Records from a data collection
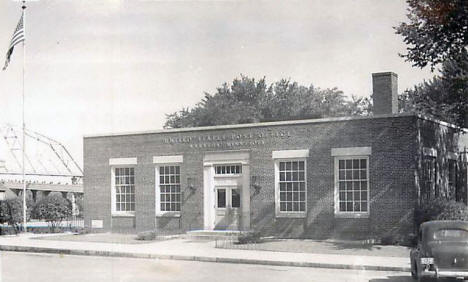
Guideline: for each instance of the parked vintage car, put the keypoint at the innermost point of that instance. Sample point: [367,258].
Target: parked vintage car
[441,252]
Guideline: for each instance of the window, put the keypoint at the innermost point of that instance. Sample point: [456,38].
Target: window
[292,186]
[124,189]
[452,177]
[168,189]
[429,178]
[352,185]
[228,169]
[290,183]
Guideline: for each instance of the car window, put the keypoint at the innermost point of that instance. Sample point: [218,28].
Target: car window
[450,234]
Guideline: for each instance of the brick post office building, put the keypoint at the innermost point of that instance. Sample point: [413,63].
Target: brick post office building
[333,177]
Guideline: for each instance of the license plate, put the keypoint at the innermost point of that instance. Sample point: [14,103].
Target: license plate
[427,260]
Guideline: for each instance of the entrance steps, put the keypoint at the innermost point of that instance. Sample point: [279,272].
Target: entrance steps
[212,235]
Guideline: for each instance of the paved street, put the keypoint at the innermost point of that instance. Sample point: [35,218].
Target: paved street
[50,267]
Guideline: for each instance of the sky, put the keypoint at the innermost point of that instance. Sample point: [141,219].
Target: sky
[108,66]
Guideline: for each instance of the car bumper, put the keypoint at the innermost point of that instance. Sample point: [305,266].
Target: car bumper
[445,273]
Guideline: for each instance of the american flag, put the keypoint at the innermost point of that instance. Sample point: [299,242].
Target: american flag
[18,37]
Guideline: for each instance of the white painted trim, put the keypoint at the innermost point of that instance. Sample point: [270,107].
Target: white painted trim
[226,157]
[157,202]
[123,161]
[429,152]
[351,151]
[251,125]
[289,214]
[114,212]
[338,213]
[452,156]
[168,159]
[288,154]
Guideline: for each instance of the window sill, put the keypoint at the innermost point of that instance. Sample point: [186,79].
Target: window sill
[126,214]
[168,214]
[291,215]
[351,215]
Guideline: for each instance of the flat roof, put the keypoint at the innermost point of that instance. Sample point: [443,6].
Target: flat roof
[266,124]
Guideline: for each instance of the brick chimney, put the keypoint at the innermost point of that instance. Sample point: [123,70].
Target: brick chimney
[385,93]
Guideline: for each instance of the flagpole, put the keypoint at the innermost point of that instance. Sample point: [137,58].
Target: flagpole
[24,124]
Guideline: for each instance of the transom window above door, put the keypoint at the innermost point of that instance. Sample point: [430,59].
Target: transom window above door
[229,169]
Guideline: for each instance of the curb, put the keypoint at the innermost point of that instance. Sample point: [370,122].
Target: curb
[201,258]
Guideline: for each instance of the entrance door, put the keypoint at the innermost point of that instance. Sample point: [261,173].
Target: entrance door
[227,207]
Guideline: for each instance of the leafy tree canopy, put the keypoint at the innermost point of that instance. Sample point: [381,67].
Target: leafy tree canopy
[445,97]
[247,100]
[437,31]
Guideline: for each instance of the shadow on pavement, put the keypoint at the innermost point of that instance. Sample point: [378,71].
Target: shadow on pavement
[344,246]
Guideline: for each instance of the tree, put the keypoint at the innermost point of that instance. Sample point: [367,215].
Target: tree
[247,100]
[12,212]
[53,209]
[445,97]
[437,31]
[437,34]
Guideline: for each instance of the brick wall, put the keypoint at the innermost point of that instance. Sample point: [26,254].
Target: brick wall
[392,174]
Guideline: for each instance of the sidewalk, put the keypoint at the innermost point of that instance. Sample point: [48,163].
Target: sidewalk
[183,249]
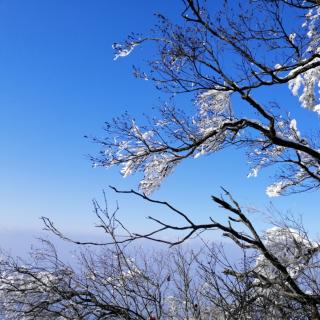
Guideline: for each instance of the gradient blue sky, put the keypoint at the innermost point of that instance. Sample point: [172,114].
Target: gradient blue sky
[58,82]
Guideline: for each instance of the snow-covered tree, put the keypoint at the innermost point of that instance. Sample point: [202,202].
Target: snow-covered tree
[221,53]
[225,51]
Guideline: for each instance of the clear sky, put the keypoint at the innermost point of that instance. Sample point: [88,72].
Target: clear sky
[58,82]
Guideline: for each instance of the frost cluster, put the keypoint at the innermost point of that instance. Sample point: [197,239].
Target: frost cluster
[307,84]
[293,250]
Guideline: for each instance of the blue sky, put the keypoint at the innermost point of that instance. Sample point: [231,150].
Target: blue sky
[58,82]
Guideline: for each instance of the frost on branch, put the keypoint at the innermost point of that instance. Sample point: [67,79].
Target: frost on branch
[123,50]
[156,149]
[306,85]
[292,248]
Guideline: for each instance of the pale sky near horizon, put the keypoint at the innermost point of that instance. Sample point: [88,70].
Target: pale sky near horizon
[58,82]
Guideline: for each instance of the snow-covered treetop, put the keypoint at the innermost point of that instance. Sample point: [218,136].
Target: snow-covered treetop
[217,57]
[292,248]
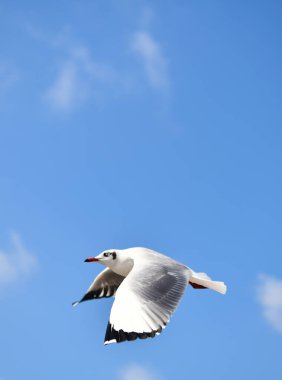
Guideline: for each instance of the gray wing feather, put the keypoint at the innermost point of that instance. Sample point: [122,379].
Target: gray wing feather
[146,299]
[104,285]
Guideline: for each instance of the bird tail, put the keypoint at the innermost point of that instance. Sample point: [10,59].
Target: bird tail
[203,281]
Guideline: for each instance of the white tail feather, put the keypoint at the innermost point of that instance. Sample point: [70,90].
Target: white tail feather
[204,280]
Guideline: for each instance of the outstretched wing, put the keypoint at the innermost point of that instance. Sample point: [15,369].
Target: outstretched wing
[146,299]
[104,285]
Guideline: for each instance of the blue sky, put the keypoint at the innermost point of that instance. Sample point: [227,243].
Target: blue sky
[133,123]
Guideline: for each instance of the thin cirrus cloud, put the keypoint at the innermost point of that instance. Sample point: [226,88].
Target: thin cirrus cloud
[136,372]
[149,51]
[78,77]
[269,294]
[17,263]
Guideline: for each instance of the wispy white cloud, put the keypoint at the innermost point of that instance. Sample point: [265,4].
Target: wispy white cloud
[270,298]
[150,53]
[17,263]
[136,372]
[77,79]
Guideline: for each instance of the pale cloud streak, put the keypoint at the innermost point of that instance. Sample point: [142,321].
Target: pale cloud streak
[149,51]
[269,294]
[78,77]
[136,372]
[17,263]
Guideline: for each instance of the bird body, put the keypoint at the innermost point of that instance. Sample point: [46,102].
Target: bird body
[147,286]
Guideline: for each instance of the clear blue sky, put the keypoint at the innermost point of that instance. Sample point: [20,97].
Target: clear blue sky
[133,123]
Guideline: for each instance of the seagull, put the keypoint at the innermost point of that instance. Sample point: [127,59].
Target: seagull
[147,286]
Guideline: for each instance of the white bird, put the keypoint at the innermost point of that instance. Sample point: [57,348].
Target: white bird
[147,287]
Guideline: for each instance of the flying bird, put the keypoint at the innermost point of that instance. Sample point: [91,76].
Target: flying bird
[147,286]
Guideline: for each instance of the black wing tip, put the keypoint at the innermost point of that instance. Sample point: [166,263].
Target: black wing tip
[114,336]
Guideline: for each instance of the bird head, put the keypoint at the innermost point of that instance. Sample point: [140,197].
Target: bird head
[103,257]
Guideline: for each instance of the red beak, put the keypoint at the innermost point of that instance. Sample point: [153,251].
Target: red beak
[90,259]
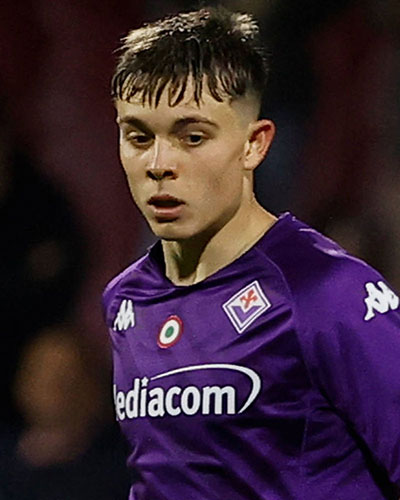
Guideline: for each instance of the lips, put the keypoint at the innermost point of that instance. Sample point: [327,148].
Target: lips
[166,207]
[164,200]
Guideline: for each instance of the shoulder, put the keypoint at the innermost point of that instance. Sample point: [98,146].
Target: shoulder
[320,275]
[124,287]
[346,312]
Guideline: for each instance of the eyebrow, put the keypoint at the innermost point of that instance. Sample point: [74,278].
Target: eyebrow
[178,124]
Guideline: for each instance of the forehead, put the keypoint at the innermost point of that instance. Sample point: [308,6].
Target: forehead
[223,114]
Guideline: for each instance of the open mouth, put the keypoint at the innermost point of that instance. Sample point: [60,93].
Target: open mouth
[164,201]
[165,207]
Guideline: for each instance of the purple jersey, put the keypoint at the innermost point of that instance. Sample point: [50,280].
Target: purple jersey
[278,377]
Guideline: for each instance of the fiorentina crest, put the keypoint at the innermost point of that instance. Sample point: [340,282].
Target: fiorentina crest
[246,306]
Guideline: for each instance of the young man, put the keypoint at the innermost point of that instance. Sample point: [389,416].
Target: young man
[253,358]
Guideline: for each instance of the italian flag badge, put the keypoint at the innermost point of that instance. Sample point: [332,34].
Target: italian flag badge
[170,332]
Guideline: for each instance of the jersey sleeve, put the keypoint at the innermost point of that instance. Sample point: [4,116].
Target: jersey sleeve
[353,351]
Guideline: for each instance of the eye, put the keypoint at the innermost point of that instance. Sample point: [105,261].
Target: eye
[194,139]
[138,140]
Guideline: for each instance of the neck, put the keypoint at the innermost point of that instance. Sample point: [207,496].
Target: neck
[190,261]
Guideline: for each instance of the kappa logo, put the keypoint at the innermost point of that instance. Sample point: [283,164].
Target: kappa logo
[147,399]
[246,306]
[125,317]
[380,299]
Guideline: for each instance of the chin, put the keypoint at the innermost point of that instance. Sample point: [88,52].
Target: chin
[172,231]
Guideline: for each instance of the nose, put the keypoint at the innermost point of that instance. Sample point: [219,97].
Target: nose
[163,162]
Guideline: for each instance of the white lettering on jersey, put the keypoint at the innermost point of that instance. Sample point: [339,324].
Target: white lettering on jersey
[142,401]
[125,317]
[380,299]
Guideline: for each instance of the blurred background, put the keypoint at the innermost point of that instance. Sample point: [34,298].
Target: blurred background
[68,224]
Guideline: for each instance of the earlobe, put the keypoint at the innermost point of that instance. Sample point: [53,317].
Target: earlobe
[261,134]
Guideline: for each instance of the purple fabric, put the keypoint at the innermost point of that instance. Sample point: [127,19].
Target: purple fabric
[277,387]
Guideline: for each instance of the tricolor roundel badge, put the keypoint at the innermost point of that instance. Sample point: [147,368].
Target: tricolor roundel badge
[170,332]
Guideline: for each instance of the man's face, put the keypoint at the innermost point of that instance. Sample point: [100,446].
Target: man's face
[184,164]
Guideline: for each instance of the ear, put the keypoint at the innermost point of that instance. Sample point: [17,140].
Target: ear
[261,134]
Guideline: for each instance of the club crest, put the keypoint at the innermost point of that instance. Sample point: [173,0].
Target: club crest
[246,306]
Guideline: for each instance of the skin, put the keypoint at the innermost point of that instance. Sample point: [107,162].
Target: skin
[205,156]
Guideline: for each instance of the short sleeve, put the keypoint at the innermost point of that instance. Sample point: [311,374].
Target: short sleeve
[352,347]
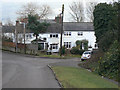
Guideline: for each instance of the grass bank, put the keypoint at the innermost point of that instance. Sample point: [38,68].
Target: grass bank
[80,78]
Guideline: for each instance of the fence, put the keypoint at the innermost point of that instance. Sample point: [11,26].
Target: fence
[11,46]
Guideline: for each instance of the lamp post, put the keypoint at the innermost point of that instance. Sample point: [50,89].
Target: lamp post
[61,29]
[24,21]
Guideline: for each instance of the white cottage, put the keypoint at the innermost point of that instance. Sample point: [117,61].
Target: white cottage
[72,31]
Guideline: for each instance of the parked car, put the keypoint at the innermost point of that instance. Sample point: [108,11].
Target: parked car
[86,55]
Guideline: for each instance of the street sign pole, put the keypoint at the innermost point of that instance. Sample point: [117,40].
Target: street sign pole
[61,29]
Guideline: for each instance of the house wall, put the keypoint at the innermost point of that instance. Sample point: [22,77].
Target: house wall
[88,35]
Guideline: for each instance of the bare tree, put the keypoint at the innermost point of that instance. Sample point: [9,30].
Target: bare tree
[8,22]
[34,9]
[89,10]
[77,11]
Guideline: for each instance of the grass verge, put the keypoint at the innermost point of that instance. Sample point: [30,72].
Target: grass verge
[80,78]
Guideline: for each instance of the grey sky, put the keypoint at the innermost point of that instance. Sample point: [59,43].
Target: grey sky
[9,7]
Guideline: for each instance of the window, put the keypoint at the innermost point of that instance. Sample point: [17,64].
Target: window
[80,33]
[54,46]
[67,33]
[67,44]
[50,35]
[54,35]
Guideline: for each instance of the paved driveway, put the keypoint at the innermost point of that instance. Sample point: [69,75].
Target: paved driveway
[21,71]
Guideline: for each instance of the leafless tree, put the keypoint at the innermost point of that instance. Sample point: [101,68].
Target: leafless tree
[89,10]
[8,22]
[77,11]
[34,9]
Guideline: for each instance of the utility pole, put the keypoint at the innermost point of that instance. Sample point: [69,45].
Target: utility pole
[61,29]
[24,20]
[24,39]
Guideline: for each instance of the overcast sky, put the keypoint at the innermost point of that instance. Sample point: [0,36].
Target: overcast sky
[8,8]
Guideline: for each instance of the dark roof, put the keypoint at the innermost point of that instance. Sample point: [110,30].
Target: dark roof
[78,26]
[8,29]
[52,28]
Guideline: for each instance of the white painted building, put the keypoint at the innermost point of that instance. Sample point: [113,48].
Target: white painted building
[73,31]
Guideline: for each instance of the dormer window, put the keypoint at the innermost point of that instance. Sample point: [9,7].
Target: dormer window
[80,33]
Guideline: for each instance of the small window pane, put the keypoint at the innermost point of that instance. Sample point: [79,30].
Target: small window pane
[51,35]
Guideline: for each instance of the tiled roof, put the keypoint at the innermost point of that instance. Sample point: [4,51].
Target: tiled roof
[78,26]
[54,27]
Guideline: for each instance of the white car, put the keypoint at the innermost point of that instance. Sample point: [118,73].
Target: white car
[86,55]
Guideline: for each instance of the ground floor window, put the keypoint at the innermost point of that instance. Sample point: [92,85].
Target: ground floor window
[53,46]
[67,44]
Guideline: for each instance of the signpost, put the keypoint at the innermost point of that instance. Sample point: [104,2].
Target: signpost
[61,29]
[24,21]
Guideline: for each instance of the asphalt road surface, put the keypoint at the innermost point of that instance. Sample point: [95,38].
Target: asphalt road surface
[21,71]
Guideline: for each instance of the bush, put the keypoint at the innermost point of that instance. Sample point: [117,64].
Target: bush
[108,66]
[75,50]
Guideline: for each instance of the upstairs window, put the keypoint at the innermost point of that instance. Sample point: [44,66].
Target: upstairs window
[67,44]
[54,46]
[80,33]
[67,33]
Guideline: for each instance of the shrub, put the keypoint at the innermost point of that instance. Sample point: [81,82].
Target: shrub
[108,66]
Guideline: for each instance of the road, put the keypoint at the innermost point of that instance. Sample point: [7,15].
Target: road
[21,71]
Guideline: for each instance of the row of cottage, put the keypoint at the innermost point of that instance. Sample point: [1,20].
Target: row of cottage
[73,31]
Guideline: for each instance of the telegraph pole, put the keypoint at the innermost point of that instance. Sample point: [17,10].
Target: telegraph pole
[61,29]
[24,20]
[24,39]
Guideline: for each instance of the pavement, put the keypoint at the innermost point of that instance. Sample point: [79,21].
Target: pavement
[23,71]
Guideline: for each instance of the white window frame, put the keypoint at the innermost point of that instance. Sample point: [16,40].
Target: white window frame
[67,33]
[67,45]
[80,33]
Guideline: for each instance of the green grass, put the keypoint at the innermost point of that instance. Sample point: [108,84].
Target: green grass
[58,56]
[80,78]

▶ _THE PROBLEM_
Whatever lies between the first line of the data and the line holding "Guideline: for each instance of the brick post", inclusive, should be repeated exactly, apart from the pictures.

▶ _EXERCISE SOLUTION_
Guideline: for each instance of the parked vintage car, put the keypoint at the innermost point of that instance. Sample point: [367,258].
Target: parked vintage car
[441,252]
Guideline: for each instance of the window, put the keypoint at the innermost point of that instance. Sample point: [456,38].
Target: window
[292,186]
[124,189]
[452,177]
[168,189]
[429,178]
[352,185]
[228,169]
[290,183]
Guideline: for each instance of the car window, put the keypoint at the innermost point of that instance. Sample point: [218,28].
Target: car window
[450,234]
Guideline: for each instance of the brick post office building, put the keypoint at the innermost point of that instance. Sample point: [413,63].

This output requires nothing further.